= Beginning of Section =

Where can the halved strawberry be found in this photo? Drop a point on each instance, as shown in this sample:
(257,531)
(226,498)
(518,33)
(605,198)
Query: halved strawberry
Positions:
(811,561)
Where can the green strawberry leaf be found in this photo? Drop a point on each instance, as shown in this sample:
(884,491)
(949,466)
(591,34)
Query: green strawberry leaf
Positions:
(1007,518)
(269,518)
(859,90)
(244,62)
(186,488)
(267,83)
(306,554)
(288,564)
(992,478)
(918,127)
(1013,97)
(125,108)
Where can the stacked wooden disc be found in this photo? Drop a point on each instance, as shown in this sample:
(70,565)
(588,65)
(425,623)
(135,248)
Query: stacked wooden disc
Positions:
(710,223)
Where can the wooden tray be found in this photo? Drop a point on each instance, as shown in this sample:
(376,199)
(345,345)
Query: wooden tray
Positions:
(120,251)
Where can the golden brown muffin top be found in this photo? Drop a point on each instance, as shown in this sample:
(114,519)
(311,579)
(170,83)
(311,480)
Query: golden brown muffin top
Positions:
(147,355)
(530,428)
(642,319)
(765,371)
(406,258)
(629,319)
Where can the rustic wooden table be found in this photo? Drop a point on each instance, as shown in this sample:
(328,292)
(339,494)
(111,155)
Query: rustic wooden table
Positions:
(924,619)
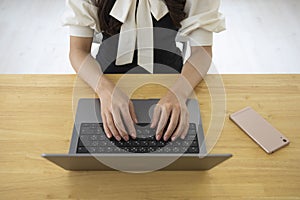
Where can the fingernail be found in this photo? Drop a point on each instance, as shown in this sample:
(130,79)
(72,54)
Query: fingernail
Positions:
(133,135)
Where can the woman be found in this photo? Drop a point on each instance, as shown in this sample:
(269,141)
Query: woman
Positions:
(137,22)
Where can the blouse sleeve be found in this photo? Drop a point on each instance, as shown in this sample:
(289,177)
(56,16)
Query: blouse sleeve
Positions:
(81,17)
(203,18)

= End of Section =
= Beginning of Section =

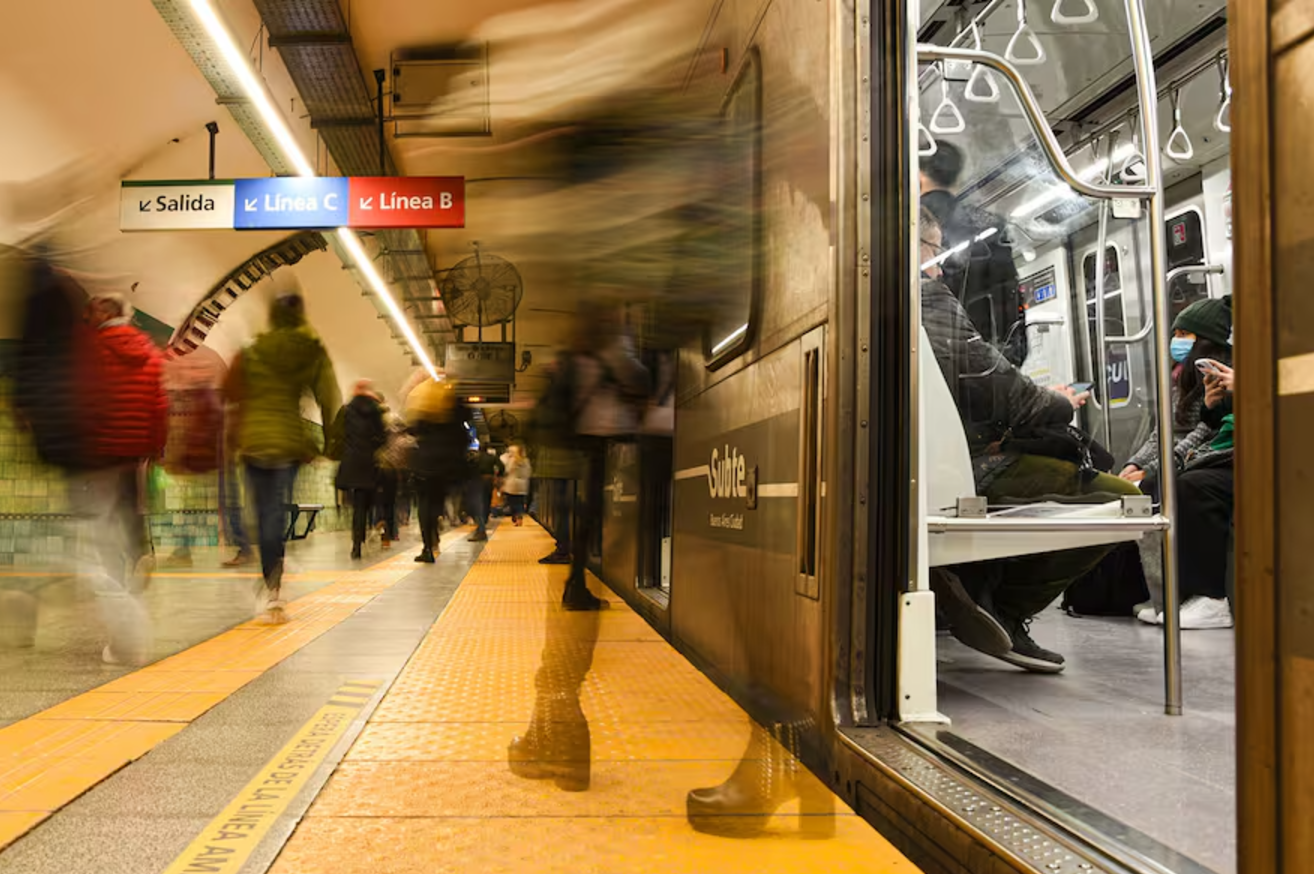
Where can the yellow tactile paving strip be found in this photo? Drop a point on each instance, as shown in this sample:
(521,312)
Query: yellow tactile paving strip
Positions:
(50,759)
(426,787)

= End of Section =

In the records above, find every line that contains the word "rustic" and copy it.

RESULT FOR THIS TASK:
Where can the rustic wooden table be found in this photo? Drop a point on each instance, as shown in this sample:
Query: rustic wooden table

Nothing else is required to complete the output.